__RECORDS SHOWN__.
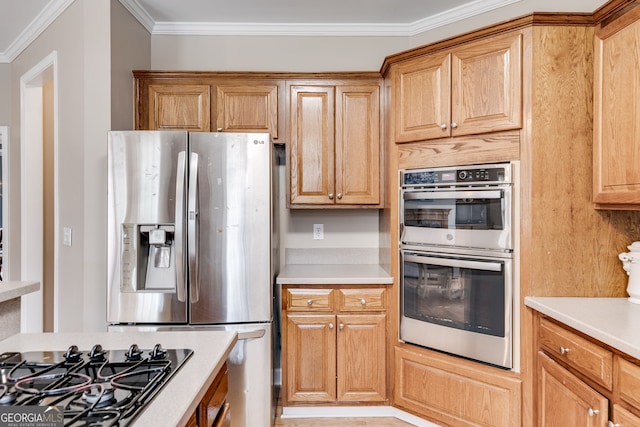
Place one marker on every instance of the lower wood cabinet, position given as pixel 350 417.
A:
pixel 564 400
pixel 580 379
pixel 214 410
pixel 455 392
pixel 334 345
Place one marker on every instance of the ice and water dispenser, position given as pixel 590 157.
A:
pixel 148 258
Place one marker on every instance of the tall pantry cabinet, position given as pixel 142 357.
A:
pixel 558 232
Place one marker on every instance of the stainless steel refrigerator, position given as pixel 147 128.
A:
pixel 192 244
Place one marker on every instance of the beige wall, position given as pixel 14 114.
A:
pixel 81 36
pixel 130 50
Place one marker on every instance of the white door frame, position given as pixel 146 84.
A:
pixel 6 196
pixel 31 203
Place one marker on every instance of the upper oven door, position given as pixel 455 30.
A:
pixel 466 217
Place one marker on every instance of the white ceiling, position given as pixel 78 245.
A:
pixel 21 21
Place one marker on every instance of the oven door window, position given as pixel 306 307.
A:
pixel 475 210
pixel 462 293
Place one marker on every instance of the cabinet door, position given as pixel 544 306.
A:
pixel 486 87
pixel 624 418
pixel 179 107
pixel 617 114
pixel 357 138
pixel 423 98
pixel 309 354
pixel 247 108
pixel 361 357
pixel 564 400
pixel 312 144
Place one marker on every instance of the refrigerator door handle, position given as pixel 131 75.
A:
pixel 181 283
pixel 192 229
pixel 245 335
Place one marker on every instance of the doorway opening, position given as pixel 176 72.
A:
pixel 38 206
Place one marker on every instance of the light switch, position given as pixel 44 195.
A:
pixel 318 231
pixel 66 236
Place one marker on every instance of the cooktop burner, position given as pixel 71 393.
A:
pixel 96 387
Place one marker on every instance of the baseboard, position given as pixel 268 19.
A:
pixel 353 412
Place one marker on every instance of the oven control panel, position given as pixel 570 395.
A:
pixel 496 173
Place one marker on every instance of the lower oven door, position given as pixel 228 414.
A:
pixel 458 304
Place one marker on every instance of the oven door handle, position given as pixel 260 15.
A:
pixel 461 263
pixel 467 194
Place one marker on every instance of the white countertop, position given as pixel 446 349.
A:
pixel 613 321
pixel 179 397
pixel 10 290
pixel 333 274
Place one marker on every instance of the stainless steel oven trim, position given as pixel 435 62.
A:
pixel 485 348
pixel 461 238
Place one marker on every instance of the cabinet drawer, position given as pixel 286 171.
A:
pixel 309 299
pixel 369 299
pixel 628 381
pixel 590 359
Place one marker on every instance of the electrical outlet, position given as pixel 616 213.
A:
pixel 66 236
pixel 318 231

__WHAT TO PRODUCE__.
Copy the listing word for word, starting at the line that contains "pixel 260 15." and ending at the last line of the listing.

__RESULT OF THE TASK__.
Place one marker on every instance of the oven door handle, position given as pixel 260 15.
A:
pixel 461 263
pixel 467 194
Place one marker on every instance of the white countertop, position given as pixel 446 349.
A:
pixel 613 321
pixel 179 397
pixel 10 290
pixel 333 274
Place one marker on every instance of the stainless steel oven trim, position given as pixel 435 62.
A:
pixel 485 348
pixel 461 238
Place one marker on every instance of the cabinet drawer, position given as pixel 286 171.
A:
pixel 309 299
pixel 369 299
pixel 628 381
pixel 590 359
Place one marker on every instance of the electrical outlet, position given as pixel 616 213.
A:
pixel 66 236
pixel 318 231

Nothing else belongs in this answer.